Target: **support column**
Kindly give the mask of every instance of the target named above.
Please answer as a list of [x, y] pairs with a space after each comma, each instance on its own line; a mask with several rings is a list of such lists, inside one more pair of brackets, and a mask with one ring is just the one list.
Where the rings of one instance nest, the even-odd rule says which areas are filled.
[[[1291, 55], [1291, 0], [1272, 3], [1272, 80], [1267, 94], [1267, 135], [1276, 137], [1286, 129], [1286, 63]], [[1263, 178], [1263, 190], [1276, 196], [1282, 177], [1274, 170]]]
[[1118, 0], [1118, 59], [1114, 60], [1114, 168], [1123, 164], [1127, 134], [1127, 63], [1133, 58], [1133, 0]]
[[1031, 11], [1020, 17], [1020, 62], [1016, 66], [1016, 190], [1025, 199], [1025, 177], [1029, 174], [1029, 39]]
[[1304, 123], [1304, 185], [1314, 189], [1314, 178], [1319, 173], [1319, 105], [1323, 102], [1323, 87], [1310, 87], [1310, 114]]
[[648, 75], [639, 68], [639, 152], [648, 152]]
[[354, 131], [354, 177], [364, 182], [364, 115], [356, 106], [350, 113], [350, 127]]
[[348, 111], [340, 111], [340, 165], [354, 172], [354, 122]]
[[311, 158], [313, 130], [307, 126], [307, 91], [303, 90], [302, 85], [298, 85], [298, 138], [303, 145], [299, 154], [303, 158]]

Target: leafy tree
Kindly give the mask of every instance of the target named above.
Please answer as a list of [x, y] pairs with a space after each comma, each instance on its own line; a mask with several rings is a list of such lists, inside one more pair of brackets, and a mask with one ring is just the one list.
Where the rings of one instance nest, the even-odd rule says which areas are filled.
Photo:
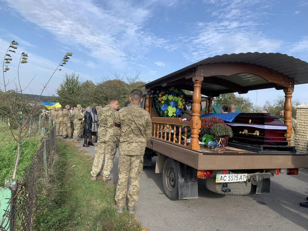
[[215, 98], [213, 101], [213, 104], [221, 105], [234, 104], [237, 107], [241, 108], [244, 112], [254, 112], [255, 108], [253, 104], [249, 98], [245, 98], [241, 95], [236, 95], [234, 93], [222, 94]]
[[59, 96], [57, 100], [63, 107], [67, 104], [75, 107], [83, 97], [80, 93], [81, 83], [79, 75], [76, 75], [75, 72], [69, 75], [66, 73], [64, 78], [56, 91]]

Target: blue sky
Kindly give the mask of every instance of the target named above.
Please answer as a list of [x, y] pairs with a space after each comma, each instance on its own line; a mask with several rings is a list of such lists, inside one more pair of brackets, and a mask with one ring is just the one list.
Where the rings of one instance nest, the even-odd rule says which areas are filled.
[[[73, 57], [44, 95], [55, 93], [65, 72], [95, 82], [109, 70], [139, 70], [148, 81], [226, 53], [279, 52], [308, 61], [308, 0], [5, 0], [0, 11], [0, 54], [14, 40], [28, 54], [20, 72], [22, 84], [36, 75], [34, 94], [67, 52]], [[308, 101], [307, 87], [296, 86], [293, 97]], [[242, 95], [255, 103], [256, 93]], [[283, 94], [259, 90], [257, 104]]]

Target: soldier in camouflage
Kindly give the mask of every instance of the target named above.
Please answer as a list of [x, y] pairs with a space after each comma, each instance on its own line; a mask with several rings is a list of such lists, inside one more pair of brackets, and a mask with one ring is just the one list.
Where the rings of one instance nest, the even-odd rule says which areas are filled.
[[[134, 213], [135, 204], [138, 200], [139, 181], [143, 167], [143, 155], [146, 141], [152, 132], [152, 122], [150, 114], [141, 108], [141, 91], [135, 89], [131, 92], [128, 107], [120, 109], [115, 120], [115, 136], [120, 140], [119, 181], [114, 208], [119, 213], [123, 212], [127, 194], [129, 201], [125, 208], [130, 213]], [[127, 192], [128, 176], [129, 188]]]
[[75, 143], [80, 143], [77, 140], [77, 139], [78, 135], [81, 130], [82, 126], [81, 122], [83, 118], [83, 114], [80, 111], [81, 109], [81, 105], [77, 104], [76, 108], [74, 111], [74, 132], [73, 134], [73, 142]]
[[[280, 116], [281, 118], [279, 119], [284, 123], [285, 121], [285, 118], [284, 117], [284, 109], [282, 109], [280, 110]], [[291, 146], [294, 146], [295, 136], [298, 132], [298, 125], [297, 124], [296, 120], [293, 118], [291, 118], [291, 124], [293, 127], [293, 129], [292, 129], [292, 133], [291, 134], [290, 144]]]
[[[71, 112], [69, 111], [71, 106], [69, 105], [65, 106], [65, 109], [62, 111], [62, 117], [63, 119], [63, 130], [62, 136], [63, 139], [68, 138], [68, 136], [71, 135]], [[71, 137], [69, 137], [70, 138]], [[72, 138], [73, 137], [71, 137]]]
[[116, 152], [117, 140], [113, 134], [113, 124], [119, 107], [119, 101], [115, 98], [108, 100], [108, 105], [99, 110], [97, 118], [98, 127], [98, 138], [95, 148], [95, 157], [91, 172], [91, 179], [96, 180], [97, 174], [102, 168], [105, 155], [105, 164], [103, 169], [103, 181], [110, 180], [110, 172], [113, 166], [113, 160]]
[[[57, 114], [57, 119], [58, 120], [59, 124], [59, 135], [62, 136], [62, 132], [63, 131], [63, 117], [62, 117], [62, 108], [59, 108], [59, 111]], [[57, 131], [58, 131], [57, 130]]]

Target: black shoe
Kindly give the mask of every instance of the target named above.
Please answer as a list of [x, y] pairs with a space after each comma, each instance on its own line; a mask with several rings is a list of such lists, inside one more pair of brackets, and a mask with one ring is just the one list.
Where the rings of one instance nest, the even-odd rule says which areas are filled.
[[302, 207], [308, 208], [308, 202], [301, 202], [299, 203], [299, 205]]

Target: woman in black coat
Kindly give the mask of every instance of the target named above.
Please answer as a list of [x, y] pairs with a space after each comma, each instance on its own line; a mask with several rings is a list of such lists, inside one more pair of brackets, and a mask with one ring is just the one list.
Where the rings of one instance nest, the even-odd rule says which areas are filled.
[[88, 107], [86, 109], [86, 112], [84, 113], [84, 123], [83, 124], [83, 138], [84, 142], [83, 145], [83, 147], [88, 147], [89, 145], [87, 143], [87, 139], [89, 139], [89, 141], [92, 141], [92, 135], [91, 130], [92, 125], [92, 117], [91, 116], [91, 108]]

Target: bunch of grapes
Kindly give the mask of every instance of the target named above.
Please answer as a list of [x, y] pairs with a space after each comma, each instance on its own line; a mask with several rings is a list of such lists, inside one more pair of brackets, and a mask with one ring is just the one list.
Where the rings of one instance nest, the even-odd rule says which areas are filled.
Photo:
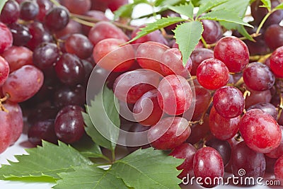
[[[110, 22], [105, 11], [127, 3], [6, 3], [0, 15], [0, 153], [21, 134], [23, 118], [35, 145], [79, 141], [85, 135], [86, 88], [96, 91], [105, 84], [119, 100], [121, 128], [146, 133], [148, 143], [138, 147], [185, 159], [177, 167], [180, 178], [213, 180], [243, 168], [241, 176], [269, 171], [283, 184], [283, 11], [260, 25], [267, 9], [258, 0], [251, 4], [254, 28], [246, 29], [253, 36], [260, 27], [256, 42], [241, 40], [236, 30], [224, 36], [218, 22], [202, 21], [203, 40], [184, 67], [171, 38], [175, 25], [127, 43], [144, 25]], [[280, 3], [272, 1], [272, 7]], [[139, 139], [132, 134], [126, 143]], [[127, 148], [130, 153], [137, 147]]]

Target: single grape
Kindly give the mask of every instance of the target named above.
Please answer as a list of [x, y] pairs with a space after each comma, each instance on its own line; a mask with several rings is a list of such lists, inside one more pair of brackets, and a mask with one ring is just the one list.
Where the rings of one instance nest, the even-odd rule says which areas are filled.
[[76, 14], [84, 14], [91, 7], [91, 0], [61, 0], [61, 4]]
[[270, 103], [259, 103], [255, 105], [250, 106], [247, 110], [250, 110], [251, 109], [260, 109], [264, 111], [265, 113], [268, 113], [271, 116], [273, 117], [275, 120], [277, 119], [278, 111], [276, 109], [275, 106]]
[[28, 43], [32, 36], [25, 25], [13, 23], [8, 25], [13, 35], [13, 45], [16, 46], [23, 46]]
[[57, 137], [54, 128], [54, 120], [35, 122], [29, 128], [28, 137], [28, 141], [34, 145], [41, 145], [42, 139], [56, 144]]
[[8, 27], [0, 22], [0, 54], [12, 46], [13, 35]]
[[205, 145], [217, 150], [222, 158], [224, 166], [228, 164], [231, 159], [232, 150], [230, 144], [227, 141], [212, 138], [205, 142]]
[[145, 93], [134, 104], [133, 113], [136, 121], [145, 126], [156, 124], [161, 118], [163, 111], [157, 100], [158, 91]]
[[45, 24], [52, 31], [62, 30], [69, 23], [69, 11], [63, 6], [52, 8], [45, 16]]
[[69, 105], [63, 108], [56, 116], [54, 130], [56, 136], [64, 142], [74, 143], [84, 133], [81, 108]]
[[168, 49], [168, 47], [159, 42], [146, 42], [139, 45], [137, 50], [137, 61], [141, 67], [163, 75], [160, 64], [162, 62], [163, 52]]
[[40, 69], [52, 67], [59, 57], [59, 51], [54, 43], [42, 42], [33, 50], [33, 64]]
[[0, 21], [6, 24], [15, 23], [20, 17], [20, 6], [14, 0], [6, 2], [0, 14]]
[[114, 72], [128, 70], [134, 62], [134, 50], [125, 42], [109, 38], [100, 41], [93, 48], [94, 61], [100, 67]]
[[167, 114], [180, 115], [190, 108], [192, 102], [192, 91], [184, 77], [167, 76], [160, 81], [158, 89], [159, 106]]
[[154, 125], [147, 134], [151, 147], [156, 149], [173, 149], [183, 143], [191, 133], [187, 120], [168, 117]]
[[96, 46], [100, 40], [115, 38], [127, 41], [129, 38], [119, 28], [108, 21], [100, 21], [96, 23], [88, 33], [88, 39]]
[[246, 144], [255, 151], [269, 153], [280, 144], [282, 134], [278, 123], [261, 110], [247, 111], [238, 125]]
[[283, 27], [278, 24], [270, 25], [265, 32], [265, 42], [268, 47], [275, 50], [283, 46]]
[[283, 47], [275, 50], [270, 57], [270, 69], [276, 76], [283, 78]]
[[216, 90], [227, 84], [229, 71], [221, 61], [214, 58], [207, 59], [197, 67], [197, 79], [205, 88]]
[[180, 179], [186, 177], [187, 174], [190, 175], [193, 171], [194, 156], [197, 150], [189, 143], [183, 143], [175, 147], [168, 156], [172, 156], [178, 159], [185, 159], [184, 162], [177, 167], [178, 170], [182, 170], [182, 172], [178, 176]]
[[68, 53], [74, 54], [81, 59], [86, 59], [91, 56], [93, 45], [83, 35], [75, 33], [66, 40], [65, 48]]
[[134, 103], [145, 93], [156, 88], [158, 83], [158, 75], [150, 70], [127, 71], [115, 80], [114, 94], [121, 101]]
[[7, 61], [0, 56], [0, 86], [5, 83], [9, 74], [10, 68]]
[[192, 59], [192, 64], [190, 74], [192, 76], [195, 76], [197, 75], [197, 69], [200, 63], [204, 59], [214, 58], [214, 57], [212, 50], [205, 48], [199, 48], [194, 50], [190, 57]]
[[275, 178], [280, 181], [280, 185], [283, 185], [283, 156], [276, 161], [275, 164]]
[[223, 178], [224, 174], [222, 158], [212, 147], [203, 147], [197, 151], [194, 156], [193, 168], [195, 176], [202, 178], [202, 186], [204, 188], [215, 187], [217, 183], [213, 182], [214, 178]]
[[223, 62], [230, 72], [241, 71], [250, 59], [247, 45], [233, 36], [224, 37], [217, 42], [214, 57]]
[[64, 84], [74, 86], [83, 82], [83, 65], [76, 55], [69, 53], [62, 55], [56, 62], [55, 71], [61, 82]]
[[176, 48], [168, 49], [161, 56], [160, 67], [166, 76], [176, 74], [187, 78], [192, 69], [192, 60], [189, 58], [184, 67], [180, 50]]
[[[263, 177], [265, 174], [265, 155], [248, 147], [245, 142], [241, 142], [233, 148], [231, 163], [232, 173], [236, 176], [258, 178]], [[253, 183], [247, 183], [246, 185], [253, 185]]]
[[224, 118], [212, 106], [209, 114], [210, 131], [219, 139], [229, 139], [238, 132], [240, 119], [240, 116], [234, 118]]
[[243, 79], [249, 88], [259, 91], [270, 89], [275, 83], [273, 73], [260, 62], [249, 64], [243, 70]]
[[24, 21], [33, 21], [40, 11], [38, 4], [35, 1], [25, 1], [21, 4], [20, 18]]
[[220, 24], [214, 21], [202, 20], [204, 30], [202, 38], [208, 44], [216, 42], [223, 35]]
[[42, 72], [32, 65], [25, 65], [8, 76], [2, 91], [8, 94], [8, 101], [21, 103], [33, 96], [42, 84]]
[[226, 118], [239, 116], [245, 108], [245, 99], [240, 90], [234, 86], [224, 86], [215, 91], [213, 106]]

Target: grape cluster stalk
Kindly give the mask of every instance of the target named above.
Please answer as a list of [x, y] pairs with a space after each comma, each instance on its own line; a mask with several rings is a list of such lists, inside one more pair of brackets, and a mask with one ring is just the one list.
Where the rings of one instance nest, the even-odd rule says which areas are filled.
[[[238, 176], [245, 169], [240, 176], [271, 172], [283, 185], [283, 10], [272, 9], [282, 1], [271, 1], [270, 10], [259, 0], [250, 4], [254, 28], [245, 28], [255, 41], [236, 30], [224, 36], [219, 22], [202, 20], [202, 39], [185, 66], [172, 38], [176, 24], [127, 42], [146, 24], [111, 21], [105, 12], [128, 3], [6, 2], [0, 14], [0, 153], [19, 138], [25, 118], [35, 146], [85, 137], [81, 112], [91, 82], [112, 90], [125, 105], [120, 112], [129, 110], [132, 119], [120, 115], [122, 129], [147, 132], [149, 144], [127, 147], [129, 154], [139, 147], [169, 150], [185, 159], [177, 167], [180, 179], [213, 180], [225, 171]], [[89, 81], [91, 74], [97, 81]]]

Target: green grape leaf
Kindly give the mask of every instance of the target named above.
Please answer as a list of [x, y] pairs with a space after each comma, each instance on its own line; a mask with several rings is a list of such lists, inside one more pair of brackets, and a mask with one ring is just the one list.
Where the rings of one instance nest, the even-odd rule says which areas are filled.
[[196, 17], [199, 17], [202, 13], [206, 13], [213, 8], [216, 7], [221, 4], [223, 4], [225, 2], [227, 2], [228, 0], [216, 0], [216, 1], [207, 1], [205, 3], [202, 4], [200, 6], [199, 11], [197, 13]]
[[138, 149], [117, 160], [112, 166], [116, 176], [128, 187], [143, 188], [180, 188], [176, 167], [183, 159], [168, 156], [152, 148]]
[[8, 0], [0, 1], [0, 13], [2, 11], [3, 7], [4, 7], [4, 5], [7, 1]]
[[132, 4], [128, 4], [120, 6], [117, 11], [114, 12], [114, 20], [116, 20], [119, 17], [127, 17], [132, 16], [132, 11], [134, 6], [139, 4], [148, 4], [146, 0], [135, 0]]
[[173, 23], [183, 22], [185, 21], [185, 19], [183, 19], [180, 17], [166, 17], [166, 18], [163, 17], [163, 18], [161, 18], [161, 19], [157, 20], [154, 23], [148, 23], [146, 27], [141, 28], [141, 30], [137, 33], [137, 36], [134, 37], [134, 38], [132, 38], [128, 42], [133, 42], [142, 37], [144, 37], [144, 35], [146, 35], [147, 34], [149, 34], [153, 31], [159, 30], [161, 28], [168, 26]]
[[118, 100], [113, 92], [105, 86], [91, 104], [86, 108], [88, 113], [83, 113], [86, 125], [85, 130], [95, 143], [114, 151], [120, 125]]
[[281, 3], [280, 4], [279, 4], [274, 9], [275, 9], [275, 10], [283, 9], [283, 3]]
[[93, 166], [75, 167], [74, 169], [73, 172], [59, 173], [62, 180], [57, 181], [53, 188], [128, 188], [111, 170], [105, 171]]
[[238, 23], [250, 27], [253, 27], [250, 24], [243, 21], [242, 18], [238, 16], [237, 14], [231, 13], [227, 10], [217, 10], [213, 11], [206, 13], [202, 17], [199, 18], [200, 20], [214, 20], [217, 21], [226, 21], [235, 23]]
[[71, 146], [81, 154], [88, 158], [105, 158], [101, 152], [100, 147], [88, 136], [82, 137], [79, 141], [74, 143]]
[[203, 26], [200, 21], [187, 22], [178, 25], [173, 32], [176, 43], [182, 53], [183, 64], [185, 67], [190, 54], [202, 38]]
[[194, 19], [194, 6], [192, 3], [178, 6], [168, 6], [169, 9], [182, 15], [187, 16], [192, 20]]
[[269, 11], [271, 9], [271, 2], [270, 0], [261, 0], [261, 1], [263, 4], [262, 7], [265, 7], [267, 8]]
[[59, 173], [73, 171], [74, 166], [93, 164], [78, 151], [62, 142], [55, 145], [43, 141], [42, 147], [28, 149], [26, 151], [29, 155], [15, 156], [18, 162], [9, 161], [11, 165], [2, 165], [0, 179], [25, 178], [33, 181], [42, 181], [42, 177], [59, 179]]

- **PROBLEM STATEMENT**
Return, character for character, every line of the listing from its first line through the line containing "154], [303, 158]]", with both end lines included.

- **RESPONSE FOR THIS EXERCISE**
Target: **support column**
Kindly give the mask of every instance of the target named above.
Please answer as a list of [x, y] pairs with a space after each comma, each instance on its own line; a mask with several rings is a list of such lists, inside one more pair of brackets, and a mask with one ring is just the one list.
Where the rings of one instance nest, the even-odd rule says which areas are filled.
[[[1291, 55], [1291, 0], [1272, 3], [1272, 80], [1267, 94], [1267, 135], [1276, 137], [1286, 129], [1286, 63]], [[1263, 178], [1263, 190], [1276, 196], [1282, 177], [1274, 170]]]
[[1118, 0], [1118, 59], [1114, 60], [1114, 168], [1123, 164], [1127, 134], [1127, 63], [1133, 58], [1133, 0]]
[[1031, 11], [1020, 17], [1020, 62], [1016, 66], [1016, 190], [1025, 199], [1025, 177], [1029, 174], [1029, 39]]
[[1304, 123], [1304, 185], [1314, 189], [1314, 178], [1319, 173], [1319, 105], [1323, 102], [1323, 87], [1310, 87], [1310, 114]]
[[648, 75], [639, 68], [639, 152], [648, 152]]
[[354, 131], [354, 177], [364, 182], [364, 115], [356, 106], [350, 113], [350, 127]]
[[348, 111], [340, 111], [340, 165], [354, 172], [354, 122]]
[[311, 158], [313, 130], [307, 126], [307, 91], [303, 90], [302, 85], [298, 85], [298, 138], [303, 145], [299, 154], [303, 158]]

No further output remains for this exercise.